Items start

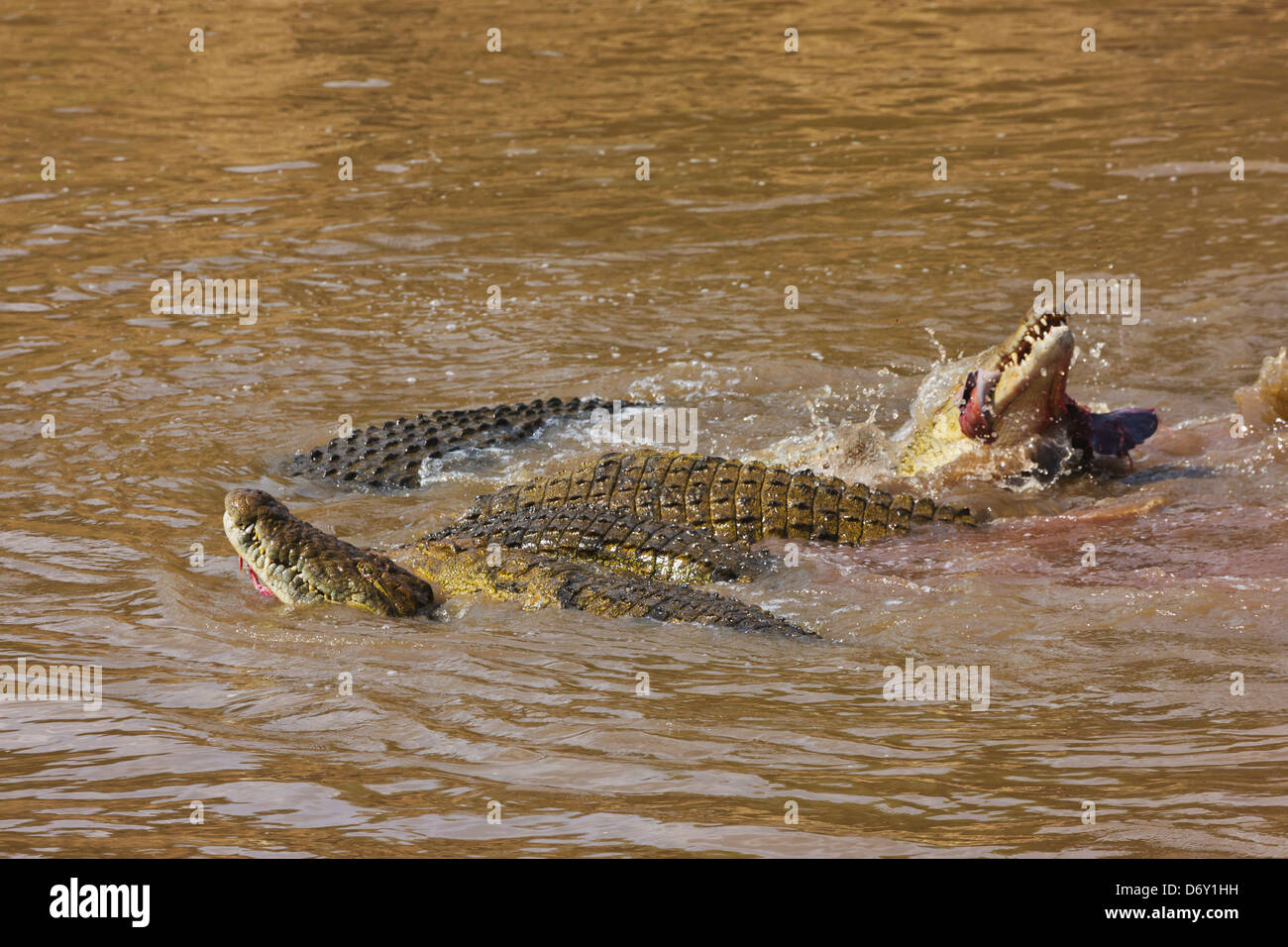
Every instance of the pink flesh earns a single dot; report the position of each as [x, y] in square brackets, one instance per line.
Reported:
[259, 586]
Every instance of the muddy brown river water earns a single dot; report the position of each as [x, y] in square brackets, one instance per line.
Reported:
[1147, 689]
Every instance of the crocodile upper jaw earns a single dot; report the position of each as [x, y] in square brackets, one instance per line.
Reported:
[995, 405]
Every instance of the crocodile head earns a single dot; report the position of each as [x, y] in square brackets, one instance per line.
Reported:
[301, 565]
[1006, 410]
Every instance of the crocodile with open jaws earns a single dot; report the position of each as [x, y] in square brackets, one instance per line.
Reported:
[632, 534]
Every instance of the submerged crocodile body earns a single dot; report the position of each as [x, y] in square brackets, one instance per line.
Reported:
[632, 532]
[625, 535]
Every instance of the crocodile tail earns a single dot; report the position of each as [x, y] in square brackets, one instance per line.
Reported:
[617, 539]
[732, 499]
[387, 457]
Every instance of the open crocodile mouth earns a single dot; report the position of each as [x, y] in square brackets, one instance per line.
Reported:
[1025, 384]
[1025, 376]
[300, 565]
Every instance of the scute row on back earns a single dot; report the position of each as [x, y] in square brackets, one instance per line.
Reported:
[616, 539]
[625, 535]
[733, 500]
[387, 457]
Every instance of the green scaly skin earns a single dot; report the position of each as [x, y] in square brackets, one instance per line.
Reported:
[730, 499]
[464, 567]
[618, 540]
[301, 565]
[389, 457]
[600, 538]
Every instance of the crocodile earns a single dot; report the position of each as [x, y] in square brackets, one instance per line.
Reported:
[635, 532]
[625, 535]
[1003, 412]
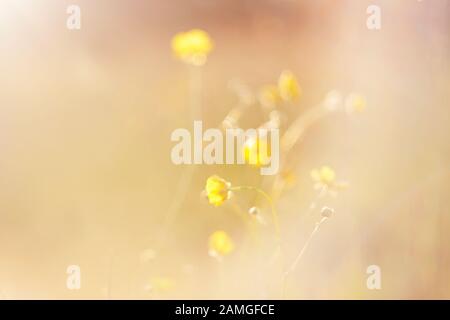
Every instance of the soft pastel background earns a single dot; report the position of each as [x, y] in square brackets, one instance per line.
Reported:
[85, 170]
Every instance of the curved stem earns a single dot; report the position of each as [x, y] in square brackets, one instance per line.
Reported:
[300, 254]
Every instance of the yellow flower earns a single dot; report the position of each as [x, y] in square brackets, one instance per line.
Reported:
[192, 46]
[269, 96]
[256, 152]
[217, 190]
[288, 86]
[355, 103]
[220, 244]
[324, 176]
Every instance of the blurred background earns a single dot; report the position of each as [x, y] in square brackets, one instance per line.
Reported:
[86, 177]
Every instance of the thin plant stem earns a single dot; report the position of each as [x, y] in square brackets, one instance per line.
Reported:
[301, 252]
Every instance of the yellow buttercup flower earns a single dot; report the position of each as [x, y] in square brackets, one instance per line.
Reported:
[220, 244]
[192, 46]
[325, 176]
[355, 103]
[256, 152]
[217, 190]
[269, 96]
[288, 86]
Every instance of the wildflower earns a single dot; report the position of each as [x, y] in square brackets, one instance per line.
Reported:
[254, 211]
[288, 86]
[192, 46]
[220, 244]
[217, 190]
[323, 177]
[269, 96]
[257, 151]
[355, 103]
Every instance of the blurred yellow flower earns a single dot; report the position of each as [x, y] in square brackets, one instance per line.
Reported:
[324, 175]
[220, 244]
[162, 284]
[256, 152]
[288, 86]
[192, 46]
[269, 96]
[355, 103]
[217, 190]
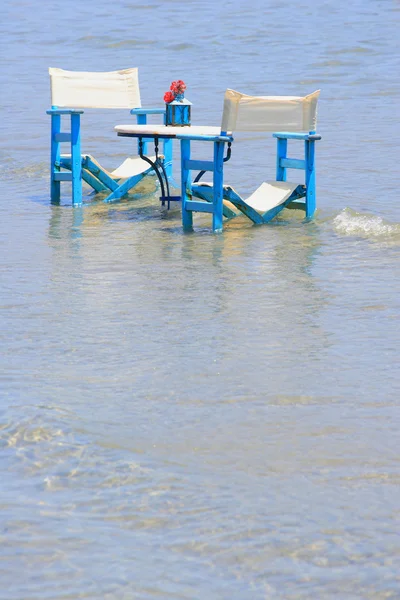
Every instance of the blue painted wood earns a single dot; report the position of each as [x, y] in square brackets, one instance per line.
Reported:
[200, 165]
[297, 205]
[292, 163]
[64, 111]
[196, 206]
[187, 215]
[311, 200]
[76, 160]
[281, 152]
[296, 136]
[218, 184]
[182, 134]
[142, 120]
[148, 111]
[62, 137]
[54, 158]
[62, 176]
[168, 149]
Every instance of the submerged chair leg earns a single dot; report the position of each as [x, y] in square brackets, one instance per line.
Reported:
[281, 153]
[187, 215]
[76, 159]
[311, 200]
[218, 183]
[55, 159]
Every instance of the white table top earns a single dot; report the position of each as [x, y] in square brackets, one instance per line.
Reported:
[164, 131]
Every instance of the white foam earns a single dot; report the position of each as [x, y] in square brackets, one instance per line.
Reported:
[350, 222]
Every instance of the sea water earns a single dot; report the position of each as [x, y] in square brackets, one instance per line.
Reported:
[202, 416]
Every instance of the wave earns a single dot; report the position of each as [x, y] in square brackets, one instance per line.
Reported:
[350, 222]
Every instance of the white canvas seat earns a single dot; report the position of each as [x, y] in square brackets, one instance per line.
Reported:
[133, 165]
[268, 195]
[287, 117]
[73, 91]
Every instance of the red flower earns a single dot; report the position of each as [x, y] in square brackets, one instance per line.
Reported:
[169, 97]
[178, 86]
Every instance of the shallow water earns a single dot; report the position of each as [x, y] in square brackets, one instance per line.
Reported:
[202, 416]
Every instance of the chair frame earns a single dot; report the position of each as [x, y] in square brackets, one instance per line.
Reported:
[303, 197]
[77, 168]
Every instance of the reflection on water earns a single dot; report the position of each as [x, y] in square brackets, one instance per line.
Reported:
[197, 415]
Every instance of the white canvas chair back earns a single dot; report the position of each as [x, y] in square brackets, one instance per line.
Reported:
[269, 113]
[81, 89]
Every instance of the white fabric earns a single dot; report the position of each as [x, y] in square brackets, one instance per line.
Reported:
[132, 166]
[81, 89]
[168, 130]
[270, 194]
[269, 113]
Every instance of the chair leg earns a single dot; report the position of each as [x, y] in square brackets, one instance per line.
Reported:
[54, 159]
[218, 183]
[76, 159]
[281, 152]
[187, 215]
[310, 178]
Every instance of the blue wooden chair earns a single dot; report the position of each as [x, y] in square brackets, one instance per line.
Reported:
[296, 116]
[71, 92]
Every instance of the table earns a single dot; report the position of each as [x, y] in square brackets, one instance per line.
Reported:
[186, 135]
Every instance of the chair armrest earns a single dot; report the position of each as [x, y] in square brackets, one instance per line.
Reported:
[288, 135]
[148, 111]
[64, 111]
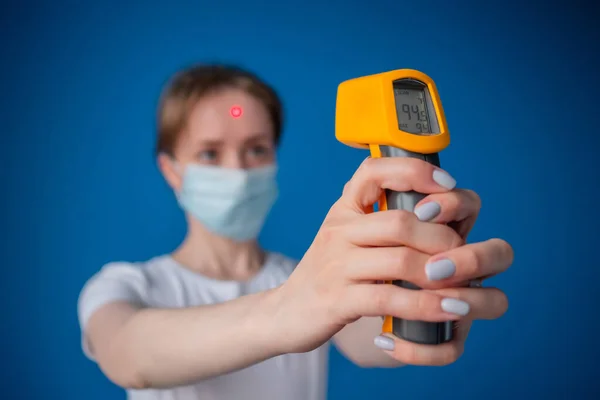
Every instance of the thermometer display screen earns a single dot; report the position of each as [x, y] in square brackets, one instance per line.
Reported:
[412, 108]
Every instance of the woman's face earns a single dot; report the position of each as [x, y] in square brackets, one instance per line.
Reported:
[215, 135]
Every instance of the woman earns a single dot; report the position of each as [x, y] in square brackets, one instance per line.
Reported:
[220, 318]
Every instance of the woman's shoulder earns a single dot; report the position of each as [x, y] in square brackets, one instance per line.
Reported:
[281, 262]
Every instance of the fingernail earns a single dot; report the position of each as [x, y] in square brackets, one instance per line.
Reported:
[443, 179]
[384, 343]
[440, 269]
[428, 211]
[455, 306]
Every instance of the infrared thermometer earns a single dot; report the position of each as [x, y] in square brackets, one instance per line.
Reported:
[396, 114]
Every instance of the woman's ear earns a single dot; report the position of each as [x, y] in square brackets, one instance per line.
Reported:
[168, 167]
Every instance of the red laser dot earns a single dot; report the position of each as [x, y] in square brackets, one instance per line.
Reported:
[236, 111]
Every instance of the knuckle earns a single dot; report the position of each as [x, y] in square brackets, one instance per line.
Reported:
[381, 298]
[452, 354]
[475, 198]
[473, 263]
[454, 239]
[505, 250]
[329, 233]
[500, 303]
[403, 263]
[427, 303]
[401, 219]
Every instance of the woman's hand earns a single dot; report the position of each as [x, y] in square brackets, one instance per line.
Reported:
[334, 284]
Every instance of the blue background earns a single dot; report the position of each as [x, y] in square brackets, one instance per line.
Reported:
[81, 188]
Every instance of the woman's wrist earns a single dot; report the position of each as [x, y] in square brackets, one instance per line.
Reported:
[264, 324]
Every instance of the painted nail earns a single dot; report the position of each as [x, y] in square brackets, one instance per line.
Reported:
[428, 211]
[455, 306]
[384, 343]
[443, 179]
[441, 269]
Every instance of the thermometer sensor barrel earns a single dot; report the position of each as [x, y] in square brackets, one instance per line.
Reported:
[396, 114]
[414, 331]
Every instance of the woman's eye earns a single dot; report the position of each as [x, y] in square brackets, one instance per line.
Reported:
[260, 151]
[208, 155]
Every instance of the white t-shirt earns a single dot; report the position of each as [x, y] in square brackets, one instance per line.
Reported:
[162, 283]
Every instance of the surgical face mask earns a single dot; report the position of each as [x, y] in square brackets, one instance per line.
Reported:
[229, 202]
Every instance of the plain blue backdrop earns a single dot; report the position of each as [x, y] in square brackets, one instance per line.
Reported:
[79, 85]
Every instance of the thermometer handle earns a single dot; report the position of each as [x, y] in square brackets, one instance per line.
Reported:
[414, 331]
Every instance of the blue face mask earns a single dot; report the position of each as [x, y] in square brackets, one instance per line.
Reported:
[229, 202]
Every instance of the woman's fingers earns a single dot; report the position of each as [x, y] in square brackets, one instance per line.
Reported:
[400, 228]
[398, 174]
[372, 300]
[484, 303]
[453, 268]
[420, 354]
[459, 208]
[471, 261]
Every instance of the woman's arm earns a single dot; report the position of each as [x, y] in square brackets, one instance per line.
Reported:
[142, 348]
[355, 342]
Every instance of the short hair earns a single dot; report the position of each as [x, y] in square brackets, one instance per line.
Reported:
[188, 86]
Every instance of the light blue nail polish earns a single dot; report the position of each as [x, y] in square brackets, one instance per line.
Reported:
[428, 211]
[455, 306]
[443, 179]
[440, 269]
[384, 343]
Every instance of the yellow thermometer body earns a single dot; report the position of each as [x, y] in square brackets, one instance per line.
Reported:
[396, 114]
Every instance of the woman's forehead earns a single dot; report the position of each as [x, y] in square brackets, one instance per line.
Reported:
[228, 115]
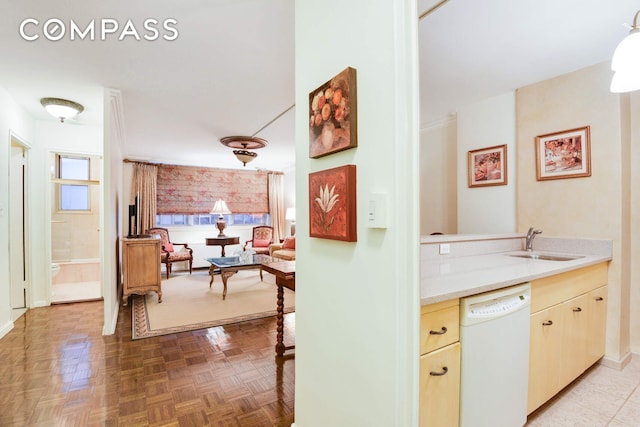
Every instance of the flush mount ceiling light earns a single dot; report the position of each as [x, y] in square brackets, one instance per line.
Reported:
[61, 108]
[626, 61]
[242, 145]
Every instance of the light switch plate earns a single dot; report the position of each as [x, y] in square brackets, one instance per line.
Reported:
[377, 210]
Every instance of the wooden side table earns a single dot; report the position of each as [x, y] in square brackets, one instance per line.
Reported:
[285, 272]
[222, 241]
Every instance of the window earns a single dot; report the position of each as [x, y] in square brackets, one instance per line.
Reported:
[73, 193]
[206, 219]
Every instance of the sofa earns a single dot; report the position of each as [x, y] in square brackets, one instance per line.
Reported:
[286, 250]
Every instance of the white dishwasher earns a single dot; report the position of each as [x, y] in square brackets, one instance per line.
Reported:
[494, 340]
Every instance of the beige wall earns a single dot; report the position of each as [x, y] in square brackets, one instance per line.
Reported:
[487, 123]
[357, 326]
[438, 180]
[594, 207]
[633, 248]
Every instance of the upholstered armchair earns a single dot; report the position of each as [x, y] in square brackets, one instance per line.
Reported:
[262, 237]
[285, 250]
[169, 254]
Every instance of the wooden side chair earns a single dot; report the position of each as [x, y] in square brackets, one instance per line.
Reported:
[168, 254]
[262, 238]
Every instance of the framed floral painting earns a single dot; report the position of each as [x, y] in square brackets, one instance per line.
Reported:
[332, 204]
[332, 115]
[564, 154]
[487, 166]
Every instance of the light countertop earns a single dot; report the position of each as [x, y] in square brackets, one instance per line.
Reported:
[457, 275]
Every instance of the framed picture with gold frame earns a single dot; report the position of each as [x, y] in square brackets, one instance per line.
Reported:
[487, 166]
[333, 115]
[564, 154]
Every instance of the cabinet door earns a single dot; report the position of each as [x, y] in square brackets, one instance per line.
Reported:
[143, 264]
[575, 324]
[439, 328]
[544, 356]
[440, 387]
[597, 324]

Items end

__Work to complete__. Repeat, word for word, every line from the line that contains "Every instance of the wooden side table" to the end of the entries; include both of those lines and no others.

__Exercise result__.
Every instance of the wooden side table earns a single dot; report the position of each as [x, y] in square brackets, one instance per line.
Reported:
[285, 272]
[222, 241]
Every instance of the window earns a single dot; report the position of each as [x, y] in square brackets, one instance per line.
Reported:
[73, 193]
[206, 219]
Every instance of the sofa earns a single dot; report the position of each as [x, y] in square brackets, one instance per line.
Reported:
[286, 250]
Every instance of the white dishwasher earns a single dot; report the position of each as [x, y] in square brackets, one instance per line.
Reported:
[494, 340]
Every instance of the beige wall earns a single dot; report the position of each as [x, y] in square brackets, one instance per line.
Reported:
[487, 123]
[357, 326]
[438, 180]
[594, 207]
[633, 248]
Every instance of the upholstered armchair earns a single dot; report the position of each as [x, y] in square brackets, one instance per line.
Reported:
[262, 237]
[285, 250]
[169, 254]
Every instance of the wooden side chair earns a single dot; report the position of each as [x, y] in square brackets, one instance per line.
Reported:
[168, 254]
[262, 238]
Every instance of the framed floral painting earns a single dot; report the position of each as [x, y] in square brackets, one instance per line.
Reported:
[332, 204]
[332, 115]
[564, 154]
[487, 166]
Every instance of the light countertop earns a single dot; report the position of each as [x, y] in square brackets, one instance per line.
Reported:
[457, 275]
Every instance of the framed picture with gold frame earns a single dot; report the position of each as [x, y] in square brackets, one instance per line.
Reported:
[487, 166]
[333, 115]
[564, 154]
Every instance of the cabinet door earns a single dot; report the position of each as [x, y] in square brackets, one instance per line.
Reported:
[143, 264]
[575, 324]
[439, 328]
[544, 356]
[440, 387]
[597, 324]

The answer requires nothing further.